_Selected extract_:
• The patch automatically creates a task group for each TTY.
• The patch automatically assigns each new process to the task group for its controlling TTY.
• In the case where there are large (>cores) numbers of cpu bound jobs, the latency of interactive jobs is vastly improved.
I think the piece I'm missing is the behavior of the scheduler. Does it now make its decisions based on task group cpu consumption instead of process? I saw options to that effect back around 2.6.25.
Why is this an improvement over just nicing the "make -j64" into the basement and letting the interactive jobs have their way as needed? (Likely possibilities are that it is automatic, or maybe there is something about disk IO scheduling happening from the task groups as well.)
It includes this discussion:
No, it won't. The target audience is those folks who don't _do_ the configuration they _could_ do, folks who don't use SCHED_IDLE or nice, or the power available through userspace cgroup tools.. folks who expect their box to "just work", out of the box.
Yes, and yes. Previously you could set things like this up explicitly, this makes it (optionally) automatic.
> Why is this an improvement over just nicing the "make -j64" into the basement
That gives you... I think 10% less CPU weight per level, so you can get down to 13% of base. So your 64 processes will still weigh about 8x one base process.
This lets you consider everything spawned from your terminal as one group, and everything from your X session as another, so your compile processes collectively (no matter how many you have) weigh as much as your GUI processes collectively weigh.
I don't have enough context to fully follow it, but it sounds like it sets up a better hueristic for grouping related processes into task groups in the scheduler.

_Exercises to complete_:
A: From the scheduler thread above, reproduce the passage that opens with the words containing "It includes this" and closes with "of the box.", keeping every word as it appears.
B: In the scheduler thread, what task group does the patch automatically assign each new process to?

_Given information_:

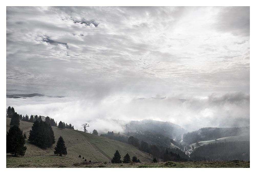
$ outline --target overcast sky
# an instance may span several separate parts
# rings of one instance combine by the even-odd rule
[[[88,123],[92,131],[118,131],[107,126],[112,119],[190,130],[249,126],[250,13],[247,7],[7,7],[6,94],[66,97],[7,99],[6,107],[79,130]]]

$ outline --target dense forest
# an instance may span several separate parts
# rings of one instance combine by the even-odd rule
[[[164,122],[151,119],[131,121],[124,125],[123,129],[125,134],[128,132],[143,134],[144,132],[147,131],[171,139],[175,138],[176,136],[182,135],[187,132],[178,125],[169,122]]]
[[[16,114],[18,116],[19,119],[20,120],[31,123],[34,123],[34,122],[37,121],[39,122],[42,121],[45,122],[47,124],[51,126],[59,127],[57,122],[56,122],[53,118],[51,118],[48,116],[45,117],[41,115],[38,116],[37,115],[34,115],[32,114],[30,115],[30,117],[27,114],[26,114],[25,116],[24,115],[23,116],[22,114],[19,114],[16,112],[13,107],[11,108],[10,106],[9,106],[6,109],[6,117],[11,118],[13,117],[14,115]],[[60,121],[60,122],[61,122],[61,124],[63,124],[63,128],[66,128],[74,129],[74,126],[72,126],[71,124],[68,124],[67,123],[65,123],[64,122],[62,122],[61,121]]]
[[[204,145],[196,148],[190,155],[193,161],[250,160],[250,142],[236,141]]]
[[[250,127],[232,128],[206,127],[184,133],[183,141],[191,144],[203,141],[242,135],[250,135]]]
[[[57,122],[48,116],[32,115],[30,117],[27,115],[23,116],[15,112],[14,108],[10,106],[6,109],[6,116],[11,118],[11,125],[18,126],[19,120],[33,123],[28,140],[43,148],[49,147],[55,143],[52,126],[56,126],[62,129],[74,129],[71,124],[68,125],[61,121],[57,125]],[[177,125],[168,122],[147,120],[131,121],[125,125],[124,130],[124,132],[121,134],[120,132],[114,133],[113,131],[109,131],[107,134],[101,134],[100,136],[136,147],[148,153],[152,158],[154,159],[154,162],[168,160],[250,160],[249,141],[226,142],[225,139],[225,142],[202,146],[200,146],[198,143],[224,137],[241,135],[249,135],[249,126],[204,128],[192,132],[184,133],[182,137],[181,134],[184,133],[185,131]],[[98,135],[97,130],[94,129],[93,132],[93,134]],[[21,139],[26,138],[25,135],[21,135]],[[173,137],[176,138],[176,141],[172,139]],[[183,142],[181,141],[183,138]],[[191,144],[196,143],[197,147],[194,149]],[[184,145],[188,146],[189,149],[186,149]],[[25,148],[23,146],[21,148]]]

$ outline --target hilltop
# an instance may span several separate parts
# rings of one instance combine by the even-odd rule
[[[26,97],[56,97],[61,98],[65,97],[64,97],[57,96],[56,97],[52,97],[47,96],[46,95],[41,94],[37,93],[35,93],[30,94],[13,94],[12,95],[6,95],[6,98],[26,98]]]
[[[10,118],[6,118],[6,132],[10,127]],[[60,136],[62,136],[66,142],[68,152],[65,156],[56,156],[54,155],[54,151],[57,143],[49,148],[43,149],[27,140],[29,131],[33,125],[32,123],[20,121],[20,128],[23,133],[27,135],[27,138],[25,145],[27,149],[25,155],[22,157],[14,157],[7,154],[6,167],[18,167],[19,165],[24,164],[31,164],[28,165],[33,165],[30,167],[58,167],[58,165],[62,165],[60,164],[60,160],[63,161],[65,164],[64,165],[67,167],[73,167],[71,166],[74,164],[84,162],[84,159],[82,158],[83,157],[87,159],[87,162],[91,160],[93,163],[110,163],[116,150],[119,151],[122,159],[128,153],[131,157],[136,156],[142,163],[152,161],[151,155],[131,145],[74,129],[61,129],[52,127],[56,142]],[[78,157],[79,155],[81,155],[81,158]],[[31,160],[34,161],[36,159],[36,161],[38,160],[41,162],[31,162]],[[44,162],[46,165],[42,164],[42,160]]]

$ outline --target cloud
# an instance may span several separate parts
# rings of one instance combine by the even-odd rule
[[[82,124],[87,123],[90,125],[89,130],[121,131],[122,125],[114,119],[123,120],[124,124],[129,120],[152,118],[170,121],[190,131],[206,127],[250,125],[248,95],[230,93],[218,96],[212,94],[204,99],[183,99],[186,100],[178,98],[138,99],[109,96],[100,100],[70,97],[7,98],[6,106],[13,107],[23,115],[49,116],[58,122],[71,123],[78,130]]]
[[[7,94],[67,97],[7,103],[23,114],[63,118],[78,128],[90,121],[99,129],[100,121],[127,118],[169,121],[191,129],[238,121],[247,125],[249,10],[8,7]],[[34,113],[33,102],[41,113]],[[86,118],[70,118],[72,107]]]
[[[223,7],[220,10],[216,24],[218,30],[235,35],[250,36],[250,7]]]

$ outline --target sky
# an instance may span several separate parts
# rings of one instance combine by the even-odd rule
[[[65,97],[7,98],[18,113],[89,132],[250,125],[249,7],[8,6],[6,20],[6,94]]]

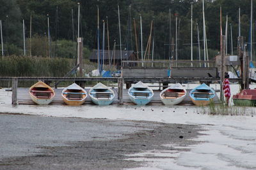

_Outputs for the tasks_:
A:
It includes this discussion:
No, it won't. The target audience is those folks who don't _do_ the configuration they _could_ do, folks who don't use SCHED_IDLE or nice, or the power available through userspace cgroup tools.. folks who expect their box to "just work", out of the box.

B: The task group for its controlling TTY.